* _SET PROBLEM_
Start at the line containing "in red plaid" and transcribe every line exactly through the end of the records below, and only those lines.

* _INFORMATION SHOWN_
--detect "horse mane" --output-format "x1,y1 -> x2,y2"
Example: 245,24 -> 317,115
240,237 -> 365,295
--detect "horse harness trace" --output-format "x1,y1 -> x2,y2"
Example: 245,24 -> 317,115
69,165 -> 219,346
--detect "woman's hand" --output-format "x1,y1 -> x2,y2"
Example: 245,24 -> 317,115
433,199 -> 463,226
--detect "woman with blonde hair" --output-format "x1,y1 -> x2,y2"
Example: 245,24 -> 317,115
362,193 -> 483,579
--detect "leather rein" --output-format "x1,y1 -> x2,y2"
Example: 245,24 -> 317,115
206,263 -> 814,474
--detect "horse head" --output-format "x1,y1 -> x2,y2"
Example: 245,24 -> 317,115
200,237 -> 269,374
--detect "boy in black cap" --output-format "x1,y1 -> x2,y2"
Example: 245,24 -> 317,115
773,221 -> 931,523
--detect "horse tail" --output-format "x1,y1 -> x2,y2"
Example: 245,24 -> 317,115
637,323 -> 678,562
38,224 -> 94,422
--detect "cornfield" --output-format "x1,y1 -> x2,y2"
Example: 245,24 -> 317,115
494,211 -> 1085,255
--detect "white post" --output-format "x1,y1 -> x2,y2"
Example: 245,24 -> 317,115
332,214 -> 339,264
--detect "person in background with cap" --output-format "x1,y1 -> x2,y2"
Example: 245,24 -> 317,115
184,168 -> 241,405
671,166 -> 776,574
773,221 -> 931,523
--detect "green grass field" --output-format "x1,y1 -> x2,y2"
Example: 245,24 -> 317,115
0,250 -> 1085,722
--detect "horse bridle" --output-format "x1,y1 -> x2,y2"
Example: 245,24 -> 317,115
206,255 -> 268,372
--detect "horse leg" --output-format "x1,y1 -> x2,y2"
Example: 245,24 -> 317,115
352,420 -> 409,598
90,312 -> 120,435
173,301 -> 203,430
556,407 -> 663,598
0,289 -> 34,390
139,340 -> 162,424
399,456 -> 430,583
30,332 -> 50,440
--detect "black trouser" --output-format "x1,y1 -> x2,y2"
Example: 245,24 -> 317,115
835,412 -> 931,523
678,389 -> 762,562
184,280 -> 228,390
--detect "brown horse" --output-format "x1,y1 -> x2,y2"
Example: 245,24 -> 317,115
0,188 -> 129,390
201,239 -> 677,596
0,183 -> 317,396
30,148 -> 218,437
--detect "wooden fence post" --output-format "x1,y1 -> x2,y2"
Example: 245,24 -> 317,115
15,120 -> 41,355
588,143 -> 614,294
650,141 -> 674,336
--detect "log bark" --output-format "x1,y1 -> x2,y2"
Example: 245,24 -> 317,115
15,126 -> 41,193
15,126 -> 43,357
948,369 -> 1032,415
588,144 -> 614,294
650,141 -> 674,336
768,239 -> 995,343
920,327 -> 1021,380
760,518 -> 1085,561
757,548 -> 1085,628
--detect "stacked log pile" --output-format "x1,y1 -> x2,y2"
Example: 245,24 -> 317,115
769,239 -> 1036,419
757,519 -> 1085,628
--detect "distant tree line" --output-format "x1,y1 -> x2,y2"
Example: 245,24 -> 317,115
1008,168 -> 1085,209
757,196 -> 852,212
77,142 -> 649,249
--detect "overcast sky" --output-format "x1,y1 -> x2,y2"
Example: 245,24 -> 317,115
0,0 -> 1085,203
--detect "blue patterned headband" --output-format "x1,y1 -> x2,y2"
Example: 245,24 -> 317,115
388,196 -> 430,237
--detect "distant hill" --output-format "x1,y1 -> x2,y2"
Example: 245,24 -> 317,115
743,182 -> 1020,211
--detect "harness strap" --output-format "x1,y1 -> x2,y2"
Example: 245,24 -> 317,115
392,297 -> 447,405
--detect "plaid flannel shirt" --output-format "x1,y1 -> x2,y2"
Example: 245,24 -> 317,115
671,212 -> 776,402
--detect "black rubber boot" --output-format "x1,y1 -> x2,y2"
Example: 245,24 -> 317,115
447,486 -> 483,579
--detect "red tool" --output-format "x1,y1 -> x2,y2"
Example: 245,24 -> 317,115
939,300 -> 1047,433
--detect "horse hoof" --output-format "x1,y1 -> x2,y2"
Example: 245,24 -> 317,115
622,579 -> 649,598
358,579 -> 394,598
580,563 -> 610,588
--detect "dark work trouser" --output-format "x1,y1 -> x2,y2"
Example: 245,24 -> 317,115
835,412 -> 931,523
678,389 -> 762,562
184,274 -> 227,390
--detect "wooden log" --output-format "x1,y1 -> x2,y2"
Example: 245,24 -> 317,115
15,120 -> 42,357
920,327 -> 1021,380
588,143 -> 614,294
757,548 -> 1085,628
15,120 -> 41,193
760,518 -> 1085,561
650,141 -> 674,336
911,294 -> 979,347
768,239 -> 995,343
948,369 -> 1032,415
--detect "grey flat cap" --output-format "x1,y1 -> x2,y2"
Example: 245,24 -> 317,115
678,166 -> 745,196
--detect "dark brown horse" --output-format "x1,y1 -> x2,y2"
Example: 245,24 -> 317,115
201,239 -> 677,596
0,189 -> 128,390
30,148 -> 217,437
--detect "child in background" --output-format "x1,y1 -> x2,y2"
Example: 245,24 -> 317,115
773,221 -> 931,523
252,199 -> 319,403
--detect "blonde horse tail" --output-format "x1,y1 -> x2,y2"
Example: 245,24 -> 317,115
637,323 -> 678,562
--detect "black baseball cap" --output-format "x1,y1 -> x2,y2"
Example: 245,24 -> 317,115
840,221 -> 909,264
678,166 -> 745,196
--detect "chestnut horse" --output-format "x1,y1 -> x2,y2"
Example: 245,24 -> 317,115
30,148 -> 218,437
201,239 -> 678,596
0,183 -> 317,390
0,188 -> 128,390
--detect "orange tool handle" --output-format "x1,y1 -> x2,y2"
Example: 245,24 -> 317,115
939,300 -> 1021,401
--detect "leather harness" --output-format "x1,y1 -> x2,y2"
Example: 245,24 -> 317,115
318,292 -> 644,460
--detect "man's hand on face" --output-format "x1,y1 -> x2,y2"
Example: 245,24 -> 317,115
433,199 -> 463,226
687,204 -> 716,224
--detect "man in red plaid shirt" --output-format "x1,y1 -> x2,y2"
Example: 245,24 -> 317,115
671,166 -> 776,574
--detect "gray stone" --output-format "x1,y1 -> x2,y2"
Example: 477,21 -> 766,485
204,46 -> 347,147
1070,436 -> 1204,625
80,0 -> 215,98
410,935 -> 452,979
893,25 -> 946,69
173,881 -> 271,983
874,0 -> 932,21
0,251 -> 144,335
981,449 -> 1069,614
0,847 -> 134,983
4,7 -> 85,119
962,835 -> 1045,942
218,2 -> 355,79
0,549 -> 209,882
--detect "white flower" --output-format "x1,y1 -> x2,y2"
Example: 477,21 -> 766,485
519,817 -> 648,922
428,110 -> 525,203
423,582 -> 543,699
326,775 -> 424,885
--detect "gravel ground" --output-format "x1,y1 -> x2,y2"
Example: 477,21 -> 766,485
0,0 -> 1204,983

* _EXPECTED OUTPUT_
--detect "man in red plaid shirt" --output-format "x1,y1 -> x2,y2"
Example: 245,24 -> 317,115
671,166 -> 776,574
--detect "gray stone" --output-format "x1,y1 -> x2,y2"
Example: 477,21 -> 766,485
204,46 -> 347,147
1070,436 -> 1204,625
80,0 -> 215,98
410,935 -> 452,979
893,25 -> 946,69
173,881 -> 271,983
874,0 -> 932,21
0,251 -> 144,335
981,449 -> 1069,614
0,847 -> 134,983
4,7 -> 85,119
962,835 -> 1045,942
218,2 -> 355,79
0,549 -> 209,882
--detect "white flower" --output-format "x1,y1 -> x2,y2"
Example: 477,21 -> 766,485
519,817 -> 648,922
428,110 -> 525,203
423,582 -> 543,699
326,775 -> 424,885
--detect "gravel ground" --output-format "x1,y1 -> x2,y2"
Example: 477,21 -> 766,485
0,0 -> 1204,983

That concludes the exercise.